* Selection *

Distant Disasters

I have a nonfiction story online today over at Trop about my experience during Hurricane Katrina and the Great East Japan Earthquake. I was in Fukushima for Katrina, and in New Orleans for the quake, the tsunami, and the ensuing nuclear disaster. Strange days.

New Orleans and Japan are both defined and cursed by their geographies: Zoom out from the French Quarter, and people unfamiliar with the area are generally shocked by how little land there is in southeastern Louisiana.

neworleans

While certain areas of Japan are farther from quake zones than others, nowhere is immune, and all across the island there are reminders that disaster could strike at any moment.

About half an hour to the east of the town where I lived was the small town of Bandai (磐梯), which is shadowed by Mount Bandai. The mountain is about half the height of Fuji, but it makes for a much prettier climb since it is covered in trees and surrounded by beautiful terrain. I climbed it three times, once every year I taught. The southern face of the mountain is a familiar mountain landscape: green in the summer, brown and white in the winter. It looks out onto Lake Inawashiro, and the Inawashiro ski resort on the skirts of the mountain; the smooth slopes were covered with snow by New Year’s, and more adventurous teachers than myself spent nearly all of their free time zipping down the runs in the winter.

Tankei_-_Eruption_of_Mount_Bandai

The north side was rocky and scarred. On July 15, 1888, three earthquakes hit the region, and shortly after the third, a large volcanic eruption blew out the northern face and resulted in a landslide that covered towns at the foot of the mountain. Nearly five hundred people died. In the place of the destroyed villages and croplands, the eruption created five lakes of all different colors, which is reflected literally in the name of the area: 五色沼 (ごしきぬま). The area is filled with onsen and hiking paths.

* List of tasks *
**A.** According to the post, why does Mount Bandai make for a prettier climb than Fuji? Answer in one to three sentences.
**B.** On what date does the post say the volcanic eruption of Mount Bandai took place?
**C.** Decide whether each statement agrees with the post, answering yes or no and quoting the deciding words: (i) The writer was in New Orleans during Hurricane Katrina. (ii) Mount Bandai is about half the height of Fuji. (iii) The 1888 eruption killed nearly a thousand people.
The material that comes after the post isn't needed for any of these tasks.

* Provided material *
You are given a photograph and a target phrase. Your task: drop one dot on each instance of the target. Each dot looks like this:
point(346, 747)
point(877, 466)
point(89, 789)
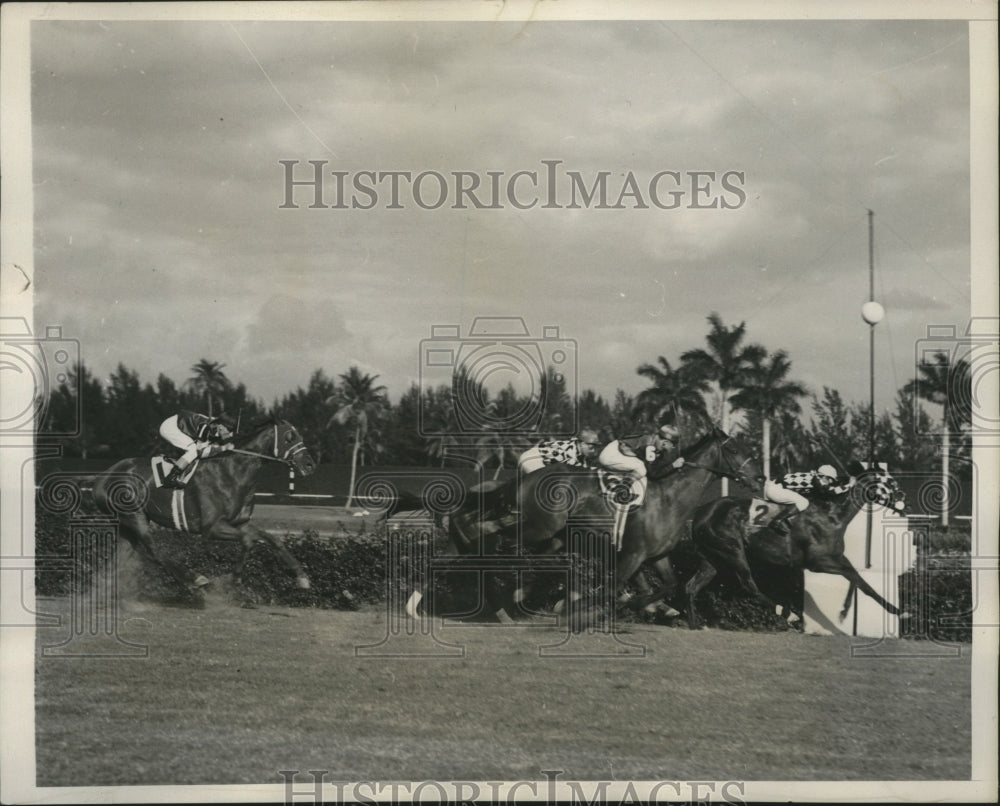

* Answers for this exercise *
**A.** The post says Mount Bandai makes for a much prettier climb because it is covered in trees and surrounded by beautiful terrain.

**B.** July 15, 1888.

**C.**
(i) No: "I was in Fukushima for Katrina"
(ii) Yes: "The mountain is about half the height of Fuji"
(iii) No: "Nearly five hundred people died."